-- Records supplied follows --

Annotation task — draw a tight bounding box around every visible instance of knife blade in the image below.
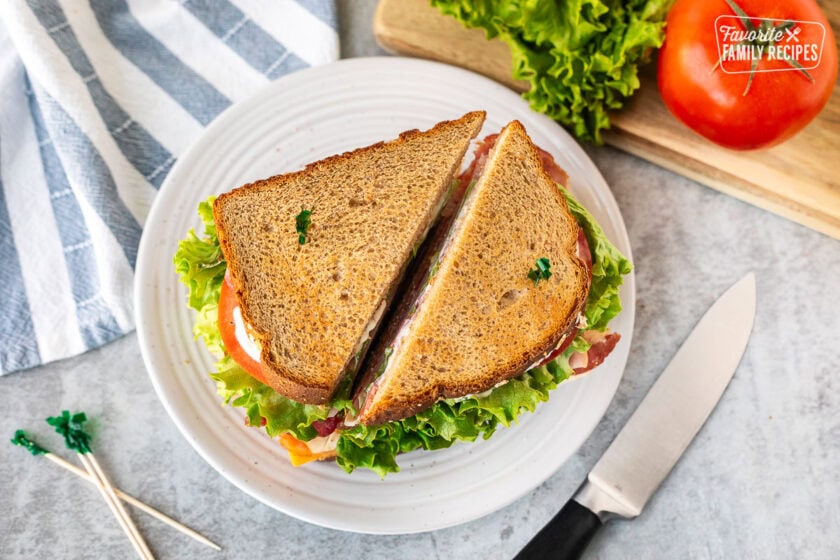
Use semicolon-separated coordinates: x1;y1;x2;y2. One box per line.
515;272;756;560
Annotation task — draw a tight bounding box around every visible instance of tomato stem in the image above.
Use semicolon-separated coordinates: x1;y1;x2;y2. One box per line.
782;55;815;83
724;0;755;32
718;0;816;95
743;57;759;96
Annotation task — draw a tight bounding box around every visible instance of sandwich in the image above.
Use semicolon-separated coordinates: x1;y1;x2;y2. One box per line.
174;114;631;476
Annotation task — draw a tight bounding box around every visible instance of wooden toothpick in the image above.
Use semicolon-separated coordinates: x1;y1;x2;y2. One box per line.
12;430;220;551
46;412;154;560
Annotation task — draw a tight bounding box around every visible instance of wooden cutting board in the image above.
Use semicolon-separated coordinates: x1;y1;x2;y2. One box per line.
374;0;840;240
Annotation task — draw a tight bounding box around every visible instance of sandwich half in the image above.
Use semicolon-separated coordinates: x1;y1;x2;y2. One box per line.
211;111;485;404
355;120;590;425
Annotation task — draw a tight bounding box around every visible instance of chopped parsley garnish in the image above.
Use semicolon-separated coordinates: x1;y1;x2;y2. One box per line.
528;257;552;286
295;208;312;245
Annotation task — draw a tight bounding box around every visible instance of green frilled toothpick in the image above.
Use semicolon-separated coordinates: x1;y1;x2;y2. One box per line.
46;410;92;453
11;430;48;455
47;411;154;560
10;427;220;551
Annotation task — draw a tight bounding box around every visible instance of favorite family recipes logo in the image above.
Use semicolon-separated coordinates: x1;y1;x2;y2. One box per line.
714;14;827;75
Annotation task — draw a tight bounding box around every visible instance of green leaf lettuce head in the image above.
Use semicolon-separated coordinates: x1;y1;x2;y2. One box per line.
430;0;673;143
175;190;630;476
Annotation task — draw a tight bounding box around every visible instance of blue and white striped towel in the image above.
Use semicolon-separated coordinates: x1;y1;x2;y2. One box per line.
0;1;339;374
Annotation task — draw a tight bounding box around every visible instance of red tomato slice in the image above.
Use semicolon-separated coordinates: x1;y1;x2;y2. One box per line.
218;272;268;384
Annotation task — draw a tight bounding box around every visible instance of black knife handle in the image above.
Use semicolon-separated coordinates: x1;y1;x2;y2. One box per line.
514;499;603;560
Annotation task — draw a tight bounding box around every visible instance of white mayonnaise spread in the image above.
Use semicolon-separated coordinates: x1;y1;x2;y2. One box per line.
233;306;262;362
449;379;509;403
352;299;387;361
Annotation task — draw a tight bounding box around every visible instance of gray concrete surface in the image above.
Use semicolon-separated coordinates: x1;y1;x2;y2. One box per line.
2;1;839;558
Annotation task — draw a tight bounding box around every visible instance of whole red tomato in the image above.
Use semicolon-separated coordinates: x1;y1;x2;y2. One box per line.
658;0;837;150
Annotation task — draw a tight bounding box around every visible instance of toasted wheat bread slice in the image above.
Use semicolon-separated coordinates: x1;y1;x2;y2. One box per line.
214;111;486;404
358;120;589;425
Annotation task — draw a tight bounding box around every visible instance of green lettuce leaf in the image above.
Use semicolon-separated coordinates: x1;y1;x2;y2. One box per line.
212;356;329;441
173;197;227;354
431;0;673;143
174;198;226;312
563;188;633;331
193;304;224;357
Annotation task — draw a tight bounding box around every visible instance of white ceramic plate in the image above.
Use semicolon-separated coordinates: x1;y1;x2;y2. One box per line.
135;57;635;534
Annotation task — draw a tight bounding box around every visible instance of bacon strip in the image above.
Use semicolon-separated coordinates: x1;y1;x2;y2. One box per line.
312;415;342;437
577;230;592;272
569;331;621;375
537;146;570;187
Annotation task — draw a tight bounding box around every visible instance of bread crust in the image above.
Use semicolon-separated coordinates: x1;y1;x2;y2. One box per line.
213;112;486;404
215;112;486;207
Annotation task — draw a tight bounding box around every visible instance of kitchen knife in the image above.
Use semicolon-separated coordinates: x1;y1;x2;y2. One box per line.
515;272;756;560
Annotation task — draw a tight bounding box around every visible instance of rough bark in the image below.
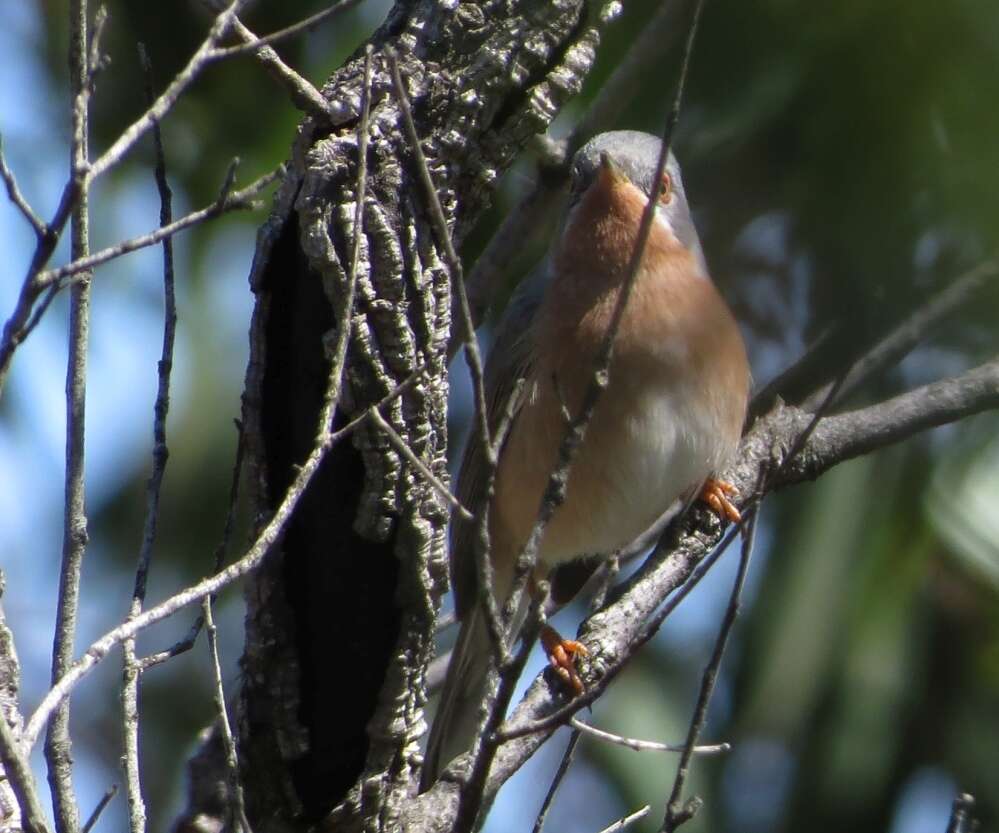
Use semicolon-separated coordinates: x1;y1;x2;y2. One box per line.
232;1;610;831
1;573;47;833
1;578;24;833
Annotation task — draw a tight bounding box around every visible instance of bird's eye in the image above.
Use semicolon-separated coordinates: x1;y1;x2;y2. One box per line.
658;173;673;205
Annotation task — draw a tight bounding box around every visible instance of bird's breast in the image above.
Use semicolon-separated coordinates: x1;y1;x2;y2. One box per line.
491;250;748;570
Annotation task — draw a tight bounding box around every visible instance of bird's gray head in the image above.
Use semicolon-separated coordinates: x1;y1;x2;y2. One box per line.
568;130;706;274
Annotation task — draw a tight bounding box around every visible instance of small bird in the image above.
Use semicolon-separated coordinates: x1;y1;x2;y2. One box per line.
421;130;750;789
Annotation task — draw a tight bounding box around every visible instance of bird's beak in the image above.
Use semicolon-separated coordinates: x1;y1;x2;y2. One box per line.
599;151;629;186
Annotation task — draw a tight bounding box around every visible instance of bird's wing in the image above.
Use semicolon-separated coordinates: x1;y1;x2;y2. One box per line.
449;263;550;618
421;265;551;791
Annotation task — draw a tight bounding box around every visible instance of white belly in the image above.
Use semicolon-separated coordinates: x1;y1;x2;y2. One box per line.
535;378;724;566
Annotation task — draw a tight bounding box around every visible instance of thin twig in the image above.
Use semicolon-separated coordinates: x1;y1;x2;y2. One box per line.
121;44;179;833
663;506;758;832
222;16;340;121
202;596;252;833
135;615;204;672
369;406;473;520
0;146;279;399
137;417;243;673
80;785;118;833
474;378;527;664
87;0;249;182
46;3;93;830
595;806;651;833
570;718;729;755
214;0;366;60
0;133;47;238
531;730;582;833
386;50;493;468
36;165;282;288
0;712;53;833
751;258;998;421
0;181;78;397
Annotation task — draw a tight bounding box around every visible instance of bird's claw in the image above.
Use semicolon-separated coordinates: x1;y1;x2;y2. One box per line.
700;478;741;523
540;625;588;695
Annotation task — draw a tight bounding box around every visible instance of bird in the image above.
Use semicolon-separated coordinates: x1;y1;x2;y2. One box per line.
421;130;750;790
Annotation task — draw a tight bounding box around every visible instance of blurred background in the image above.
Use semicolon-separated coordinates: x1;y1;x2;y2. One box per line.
1;1;997;832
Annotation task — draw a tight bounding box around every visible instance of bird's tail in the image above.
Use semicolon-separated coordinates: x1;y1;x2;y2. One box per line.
421;602;495;791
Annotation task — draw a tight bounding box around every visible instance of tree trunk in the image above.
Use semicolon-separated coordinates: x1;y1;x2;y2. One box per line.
233;1;604;830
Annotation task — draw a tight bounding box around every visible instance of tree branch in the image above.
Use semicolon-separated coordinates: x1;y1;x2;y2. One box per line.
0;710;52;833
410;357;999;828
35;165;281;288
46;4;94;830
0;134;47;239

-- Records supplied concluded --

Assignment
Leaving the pictures aside, write out the entries above exactly.

Answer to this task
Annotation task — draw a tight bounding box around every visible instance of knife blade in the image below.
Use semicolon-separated coordinates: x1;y1;x2;y2. One box per line.
515;272;756;560
Annotation task — draw a tight bounding box around every visible instance of tomato stem in the image above.
Use semicolon-separated coordinates: x1;y1;x2;y2. One box per line.
782;55;815;83
724;0;755;32
718;0;816;95
743;57;759;96
Annotation task — draw a tight bounding box around every visible instance of sandwich in the image above.
Use semicolon-separated coordinates: x1;y1;x2;y2. One box per line.
174;114;631;476
Annotation task — draw a tight bounding box around every visible instance of wooden toothpick in the image above.
Use semicolon-separated coordinates: x1;y1;x2;y2. One box per line.
12;430;220;551
46;412;154;560
Annotation task — draw a tight bounding box around every visible instance of wooden cutting board in the image above.
Use semicolon-separated coordinates: x1;y1;x2;y2. One box per line.
374;0;840;240
Annotation task — draw a tight bounding box around every visible instance of sandwich half in the image above.
Use semicolon-separated coordinates: x1;y1;x2;y2. One box per line.
211;111;485;404
355;120;590;425
Annotation task — draw a tight bounding box around every visible instance of chopped parsley garnish in the image above.
Use semicolon-separated coordinates: x1;y1;x2;y2. One box per line.
528;257;552;286
295;208;312;245
Annotation task — draw a tight bounding box around every visible instance of green frilled toothpick in the image above.
Use semicolon-separated coordinates: x1;y1;x2;y2. One box per line.
46;410;92;453
11;430;48;455
47;411;154;560
10;427;220;551
Annotation task — draw a tight bounding box around every visible instance of favorite family recipes logo in the image above.
Use semicolon-separated coordinates: x1;y1;x2;y2. One box per line.
714;14;827;75
Annotation task — draw a tight bounding box around every visible instance of green leaf lettuce head in the image above.
Use semicolon-separated coordinates: x1;y1;x2;y2. One box per line.
430;0;673;143
175;190;630;476
Annotation task — draw a tight bounding box around every visible instance of blue and white striped towel in the image above.
Use semicolon-separated coordinates: x1;y1;x2;y2. One box per line.
0;1;339;374
Annotation task — draw a tight bounding box around every visible instance of red tomato slice in the image above.
Use semicolon-separated coordinates: x1;y1;x2;y2. One box per line.
218;272;268;384
Annotation task — draw a tight bounding box around every visible instance of black knife handle in the image above.
Use semicolon-separated coordinates: x1;y1;x2;y2. One box per line.
514;499;603;560
Annotation task — draw a tight bounding box around every visible instance of white mayonnaise spread in the image above.
Use semicolon-separated coordinates: x1;y1;x2;y2. One box per line.
233;306;262;362
449;379;509;403
352;299;387;361
Annotation task — draw a tight bounding box around every visible instance of gray concrete surface in the image above.
Use semicolon-separated coordinates: x1;y1;x2;y2. One box per line.
2;1;839;558
Annotation task — draw a tight bounding box around every visible instance of whole red tomato in the image above.
Use semicolon-separated coordinates: x1;y1;x2;y2. One box per line.
658;0;837;150
Annotation task — draw a tight bounding box around every visible instance of toasted wheat bread slice in the image above.
Use semicolon-separated coordinates: x1;y1;x2;y2. One box per line.
214;111;486;404
358;120;589;425
Annotation task — draw a tight bounding box around every visible instance of green lettuce leaf in the image above.
Use semicolon-separated coordinates: x1;y1;x2;y2. One box per line.
212;356;329;441
173;197;227;354
431;0;673;143
174;198;226;312
563;188;633;331
193;304;224;357
Annotation task — draw a tight bounding box around every visible instance of white ceramic plate in the image above.
Use semicolon-separated coordinates: x1;y1;x2;y2. One box per line.
135;57;635;534
Annotation task — draw a tight bounding box around every visible instance of bacon strip in the image above.
Use semicolon-separated coordinates: x1;y1;x2;y2. One box per line.
312;415;342;437
577;230;592;272
569;331;621;375
537;146;570;187
Annotation task — draw a tight bounding box around every visible instance of bread crust in the image above.
Use semicolon-separated coordinates: x1;y1;x2;y2. One box per line.
213;112;486;404
215;112;486;207
Annotation task — draw a tight bounding box around every visible instance of kitchen knife in the image above.
Use semicolon-separated coordinates: x1;y1;x2;y2. One box per line.
515;272;756;560
Annotation task — draw a tight bounding box around every visible instance of rough bark in the image below.
Use semicolon-separated coordinates: x1;y1;x2;y2. One box per line.
232;1;610;831
1;573;47;833
1;578;24;833
Annotation task — draw a tight bounding box around every visible instance of bird's eye in the image above.
Use semicolon-separated coordinates: x1;y1;x2;y2. One box per line.
658;173;673;205
Annotation task — draw a tight bounding box around every visible instance of bird's breast in the image above.
Use semicolon-separated coordinates: x1;y1;x2;y2. One box per line.
491;250;748;570
Annotation task — draw a tight bounding box around every visible instance of bird's gray head in the image above.
Use semicolon-separated coordinates: x1;y1;x2;y2. One box per line.
568;130;706;274
Annotation task — draw a tight bounding box around every visible instance of small bird in the image above.
Use semicolon-separated coordinates: x1;y1;x2;y2. One box per line.
421;130;750;789
Annotation task — draw a tight bounding box around every visible instance of bird's beak in the image above.
Use semicolon-separated coordinates: x1;y1;x2;y2. One box per line.
599;151;629;186
Annotation task — draw a tight bounding box around every visible instance of bird's wing in the image above.
Use semicolon-separated coordinates: x1;y1;x2;y2. One box per line.
449;263;550;618
421;265;551;791
Annotation task — draw a tight bounding box around every visible instance of white belly in the image above.
Use semicolon-separated coordinates: x1;y1;x2;y2. One box per line.
535;378;724;566
Annotation task — draw a tight bounding box around every visible instance of thin twig in the image above.
Use semicolon-separated coordinates: x1;y1;x2;y2. One box per line.
121;44;179;833
663;506;758;832
222;16;340;121
202;596;252;833
135;615;204;672
369;406;473;520
0;146;279;399
137;417;243;673
80;785;118;833
474;378;527;664
87;0;249;182
46;3;93;830
595;806;651;833
570;718;729;755
214;0;366;60
0;133;47;238
531;730;582;833
386;50;493;468
36;165;282;288
0;712;53;833
751;258;998;421
0;181;78;397
Annotation task — draw a tight bounding box around every visible instance of bird's claw in the image above.
Use semicolon-separated coordinates: x1;y1;x2;y2. One box per line.
700;478;741;523
540;625;588;695
Annotation task — draw a tight bounding box around every visible instance of bird in the image above.
Use semicolon-separated coordinates: x1;y1;x2;y2. One box per line.
421;130;750;790
Annotation task — draw a tight bounding box around every visible instance of blurred background in the image above.
Use semicolon-separated coordinates: x1;y1;x2;y2. One box per line.
1;1;997;832
Annotation task — draw a tight bounding box around every visible instance of bird's tail in the image above.
Use semicolon-separated coordinates: x1;y1;x2;y2. One box per line.
421;602;495;791
Annotation task — draw a tight bounding box around every visible instance of tree trunk in the image above.
Use semicolon-separated coordinates: x1;y1;x2;y2. One box per line.
233;1;604;830
Annotation task — draw a tight bounding box around every visible instance of tree branch in the image above.
Use semicolon-separated coordinates: x1;y1;x2;y2. One box per line.
0;710;52;833
410;357;999;828
35;165;281;288
46;4;94;830
0;134;47;239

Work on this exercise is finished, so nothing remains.